— AUFGABEN —
**a)** Von welchem Veranstaltungsort musste sich die Erfurter Herbstlese laut dem Text trennen, weil er zu klein geworden war?
**b)** Setze den Text über die Erfurter Herbstlese nach seinem letzten Satz fort.

— AUSGEWÄHLTER TEXT —
:::::

Wenn Dirk Löhr anfängt zu plaudern, kommt er vom Hundertsten ins Tausendste. Kaum ist die eine Geschichte angerissen, folgt auch schon die nächste Anekdote. Stundenlang könnte man ihm zuhören. Schier unerschöpflich ist sein Arsenal an Begebenheiten, die in enger Verbindung mit der renommierten Lesereihe stehen. Immer ist aber auch ein bisschen Wehmut dabei, wenn er aus der Anfangszeit berichtet.

Von Jahr zu Jahr ist die Erfurter Herbstlese gewachsen. „Ohne unsere Partner wäre das nicht möglich gewesen. Vor allem die Stadtwerke haben uns von Anfang an unterstützt“, sagt der Vorsitzende des Herbstlesevereins. Der Erfolg der Herbstlese führte aber auch dazu, dass man sich von lieb gewordenen Veranstaltungsorten trennen musste. Die Engelsburg zum Beispiel. „Eine tolle Atmosphäre, aber leider inzwischen viel zu klein“, bedauert Dirk Löhr. Früher war auch nach den Lesungen meistens noch nicht Schluss. „Aber bei 60, 70 Lesungen schaffen wir es gar nicht mehr, im Anschluss mit jedem Autor essen zu gehen. Das ist schon schade“, meint er.
Die Autoren sind nur noch selten direkte Ansprechpartner. Der Kontakt zu Agenturen und Verlagen ist immer wichtiger geworden. Das war früher anders. Mit Sven Regener zum Beispiel haben sie ganze Nächte zusammengesessen, lange bevor er deutschlandweit bekannt wurde. Sein bester Kumpel war damals sein Agent und Fahrer. „Das war immer sehr eng und persönlich“, meint Dirk Löhr. Heute ist alles viel professioneller. Dabei bleibt das Persönliche manchmal auch auf der Strecke.

:::::

— AUSGEWÄHLTES MATERIAL —

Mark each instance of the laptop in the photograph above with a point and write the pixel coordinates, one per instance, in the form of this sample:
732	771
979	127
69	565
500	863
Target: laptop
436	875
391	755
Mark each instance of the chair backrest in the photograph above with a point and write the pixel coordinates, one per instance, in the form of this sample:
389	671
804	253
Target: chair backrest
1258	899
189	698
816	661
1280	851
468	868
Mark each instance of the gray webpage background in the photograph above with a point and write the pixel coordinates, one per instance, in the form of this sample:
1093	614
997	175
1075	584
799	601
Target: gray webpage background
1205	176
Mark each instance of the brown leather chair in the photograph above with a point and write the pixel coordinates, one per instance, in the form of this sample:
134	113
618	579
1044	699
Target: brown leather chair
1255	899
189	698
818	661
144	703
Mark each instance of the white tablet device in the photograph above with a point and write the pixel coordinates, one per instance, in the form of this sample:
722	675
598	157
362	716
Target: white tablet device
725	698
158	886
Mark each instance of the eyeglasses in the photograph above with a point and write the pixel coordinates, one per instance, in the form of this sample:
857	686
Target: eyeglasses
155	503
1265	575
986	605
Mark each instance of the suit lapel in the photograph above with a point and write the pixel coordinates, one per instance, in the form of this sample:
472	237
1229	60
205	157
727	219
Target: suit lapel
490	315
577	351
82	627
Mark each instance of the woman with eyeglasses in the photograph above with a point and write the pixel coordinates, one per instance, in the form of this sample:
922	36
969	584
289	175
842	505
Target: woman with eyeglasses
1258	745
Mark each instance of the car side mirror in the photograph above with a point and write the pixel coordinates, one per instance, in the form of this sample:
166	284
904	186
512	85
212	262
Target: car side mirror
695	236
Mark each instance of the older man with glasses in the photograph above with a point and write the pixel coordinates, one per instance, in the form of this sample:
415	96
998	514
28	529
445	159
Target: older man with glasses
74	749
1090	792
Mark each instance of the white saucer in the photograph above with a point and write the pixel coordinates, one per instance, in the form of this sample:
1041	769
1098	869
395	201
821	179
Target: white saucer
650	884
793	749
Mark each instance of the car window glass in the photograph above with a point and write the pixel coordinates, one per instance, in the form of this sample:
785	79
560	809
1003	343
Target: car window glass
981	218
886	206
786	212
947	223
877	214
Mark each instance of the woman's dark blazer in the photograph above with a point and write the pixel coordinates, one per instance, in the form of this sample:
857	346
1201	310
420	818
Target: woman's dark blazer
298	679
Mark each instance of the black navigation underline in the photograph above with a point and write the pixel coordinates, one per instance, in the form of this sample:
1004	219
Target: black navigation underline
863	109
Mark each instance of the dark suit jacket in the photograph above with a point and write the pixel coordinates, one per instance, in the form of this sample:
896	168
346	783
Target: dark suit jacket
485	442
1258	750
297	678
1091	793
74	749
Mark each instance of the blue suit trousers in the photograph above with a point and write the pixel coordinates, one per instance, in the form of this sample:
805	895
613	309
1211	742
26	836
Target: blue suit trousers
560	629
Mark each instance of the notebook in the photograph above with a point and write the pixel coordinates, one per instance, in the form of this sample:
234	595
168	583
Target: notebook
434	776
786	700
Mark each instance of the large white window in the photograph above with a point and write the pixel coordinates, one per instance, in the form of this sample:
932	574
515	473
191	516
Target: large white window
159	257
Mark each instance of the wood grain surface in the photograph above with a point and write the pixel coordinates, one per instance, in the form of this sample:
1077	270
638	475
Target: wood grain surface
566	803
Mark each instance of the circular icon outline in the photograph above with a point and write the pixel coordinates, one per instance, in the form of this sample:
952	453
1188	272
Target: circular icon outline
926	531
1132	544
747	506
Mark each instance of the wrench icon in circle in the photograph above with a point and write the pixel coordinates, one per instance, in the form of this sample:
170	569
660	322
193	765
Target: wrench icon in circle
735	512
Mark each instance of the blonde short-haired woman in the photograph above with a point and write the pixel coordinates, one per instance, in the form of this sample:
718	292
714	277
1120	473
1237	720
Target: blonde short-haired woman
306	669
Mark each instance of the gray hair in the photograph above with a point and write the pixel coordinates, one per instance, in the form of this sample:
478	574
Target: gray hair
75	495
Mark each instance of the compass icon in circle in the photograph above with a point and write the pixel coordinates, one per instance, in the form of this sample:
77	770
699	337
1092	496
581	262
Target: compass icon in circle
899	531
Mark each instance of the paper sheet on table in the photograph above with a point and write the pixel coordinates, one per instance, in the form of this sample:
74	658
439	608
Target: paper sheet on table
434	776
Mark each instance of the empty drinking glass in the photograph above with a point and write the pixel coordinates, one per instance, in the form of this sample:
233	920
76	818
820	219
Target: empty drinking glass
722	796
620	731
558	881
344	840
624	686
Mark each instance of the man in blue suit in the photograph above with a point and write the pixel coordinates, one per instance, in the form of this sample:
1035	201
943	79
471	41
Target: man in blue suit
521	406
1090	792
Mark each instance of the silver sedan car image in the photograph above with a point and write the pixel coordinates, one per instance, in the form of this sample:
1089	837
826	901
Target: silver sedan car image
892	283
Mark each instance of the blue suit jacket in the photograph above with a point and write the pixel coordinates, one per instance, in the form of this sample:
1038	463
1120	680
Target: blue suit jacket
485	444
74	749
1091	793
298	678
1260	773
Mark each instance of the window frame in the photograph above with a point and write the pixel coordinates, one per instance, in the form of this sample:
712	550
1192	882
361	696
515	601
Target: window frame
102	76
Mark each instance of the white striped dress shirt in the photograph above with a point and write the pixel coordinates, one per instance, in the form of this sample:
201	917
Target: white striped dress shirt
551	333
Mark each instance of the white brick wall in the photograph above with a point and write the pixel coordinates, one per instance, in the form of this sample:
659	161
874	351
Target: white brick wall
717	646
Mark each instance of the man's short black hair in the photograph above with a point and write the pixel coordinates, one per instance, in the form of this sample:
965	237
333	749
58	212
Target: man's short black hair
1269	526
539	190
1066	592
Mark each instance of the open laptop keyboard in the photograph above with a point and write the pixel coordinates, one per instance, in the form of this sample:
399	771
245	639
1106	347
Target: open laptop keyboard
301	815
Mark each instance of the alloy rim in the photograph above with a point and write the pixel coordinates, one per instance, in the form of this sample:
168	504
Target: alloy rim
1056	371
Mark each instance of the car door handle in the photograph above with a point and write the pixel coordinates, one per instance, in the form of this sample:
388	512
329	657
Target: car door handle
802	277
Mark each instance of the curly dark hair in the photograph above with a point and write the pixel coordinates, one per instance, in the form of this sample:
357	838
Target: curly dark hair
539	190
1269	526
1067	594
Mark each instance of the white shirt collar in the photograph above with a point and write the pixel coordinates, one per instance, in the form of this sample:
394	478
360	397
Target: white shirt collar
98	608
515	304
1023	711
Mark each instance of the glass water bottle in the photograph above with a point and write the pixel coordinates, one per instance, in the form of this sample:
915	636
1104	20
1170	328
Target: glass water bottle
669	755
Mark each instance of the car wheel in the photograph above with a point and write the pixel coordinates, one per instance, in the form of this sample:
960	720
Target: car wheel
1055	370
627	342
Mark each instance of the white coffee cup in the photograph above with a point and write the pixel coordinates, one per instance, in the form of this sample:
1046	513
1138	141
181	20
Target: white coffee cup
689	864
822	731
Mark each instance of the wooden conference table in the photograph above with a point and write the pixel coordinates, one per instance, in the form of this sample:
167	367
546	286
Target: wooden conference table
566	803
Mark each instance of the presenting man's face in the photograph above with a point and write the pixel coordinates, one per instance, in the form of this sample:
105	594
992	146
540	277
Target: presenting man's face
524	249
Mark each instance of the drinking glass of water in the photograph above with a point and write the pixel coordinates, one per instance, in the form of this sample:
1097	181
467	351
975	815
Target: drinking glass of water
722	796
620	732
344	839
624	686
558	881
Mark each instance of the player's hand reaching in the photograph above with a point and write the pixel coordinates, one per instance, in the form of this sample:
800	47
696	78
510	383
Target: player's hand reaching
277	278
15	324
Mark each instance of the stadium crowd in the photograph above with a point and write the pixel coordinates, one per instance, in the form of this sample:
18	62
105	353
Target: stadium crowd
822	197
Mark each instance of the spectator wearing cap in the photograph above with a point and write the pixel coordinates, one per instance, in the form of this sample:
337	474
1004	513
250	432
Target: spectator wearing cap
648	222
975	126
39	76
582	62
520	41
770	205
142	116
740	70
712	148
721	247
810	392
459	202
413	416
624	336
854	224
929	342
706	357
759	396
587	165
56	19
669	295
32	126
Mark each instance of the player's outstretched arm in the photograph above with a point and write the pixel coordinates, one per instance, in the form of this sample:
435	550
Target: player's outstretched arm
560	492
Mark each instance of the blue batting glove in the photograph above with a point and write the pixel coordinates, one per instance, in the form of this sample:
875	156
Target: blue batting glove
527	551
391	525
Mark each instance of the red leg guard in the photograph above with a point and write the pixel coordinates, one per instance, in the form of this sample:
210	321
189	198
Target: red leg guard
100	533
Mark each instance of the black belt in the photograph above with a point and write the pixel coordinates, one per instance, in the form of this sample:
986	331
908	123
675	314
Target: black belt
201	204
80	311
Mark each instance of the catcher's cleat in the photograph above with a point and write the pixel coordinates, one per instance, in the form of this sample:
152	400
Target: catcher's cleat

:::::

— LÖSUNGEN —
**a)** Von der Engelsburg.

**b)**
An den Auftakt vor 20 Jahren erinnert er sich noch genau. Peter Glotz, Gründungsrektor der neuen Uni Erfurt, hatte es doch tatsächlich geschafft, den Literaturpapst höchstpersönlich nach Erfurt zu holen. „Wir hatten gerade mal 10 Veranstaltungen geplant und keine Ahnung, wie die Erfurter die Lesereihe annehmen. Und Marcel Reich-Ranicki kam wirklich. Der Abend in der Reglerkirche war einfach nur kalt. Ich weiß noch, wie er in der Mitte der Kirche stand und frei völlig druckreif sprach. Nach 35 Minuten war er zwar schon fertig, aber er war großartig“, erzählt Dirk Löhr und hält stolz das Buch mit seinem Signum hoch. „Es lebe die Erfurter Herbstlese“ hat Marcel Reich-Ranicki hineingeschrieben. Das muss ich ihm glauben, denn lesen kann man das Gekrakel nicht. „Der Mann war völlig durchgefroren und konnte am Ende kaum noch Autogramme schreiben, so steif waren seine Finger“, erzählt er.
Aber auch Flexibilität ist immer wieder gefragt, vor allem in solchen Momenten, in denen ein Autor anruft und sagt: „Ich steh in Riesa auf dem Bahnhof. Es fahren keine Züge mehr“ – und das zwei Stunden, bevor die Lesung in Erfurt beginnen sollte. So geschehen mit Manfred Lütz. Der Kabarettist fuhr schließlich mit dem Taxi, und Michael John unterhielt das Publikum eine Stunde lang mit Geschichten, bis gegen 21 Uhr die Tür aufflog und Manfred Lütz mit wehenden Haaren eintrat, übernahm und den Saal rockte.
Oder Sarah Wiener, die statt in den Express- in den Bummelzug stieg und sich plötzlich in Leinefelde wiederfand. Am Ende war sie fast pünktlich zu ihrer Lesung im Atrium der Stadtwerke, dank der engen Bindung des Festivals an die Thüringer Allgemeine. Denn zum Glück gab es auch im Eichsfeld in Leinefelde eine TA-Redaktion. Schnell wurde eine Transportkette gebildet. So wurde die prominente Köchin von einer Redaktion zur nächsten gefahren: erst nach Mühlhausen und von dort bis nach Erfurt.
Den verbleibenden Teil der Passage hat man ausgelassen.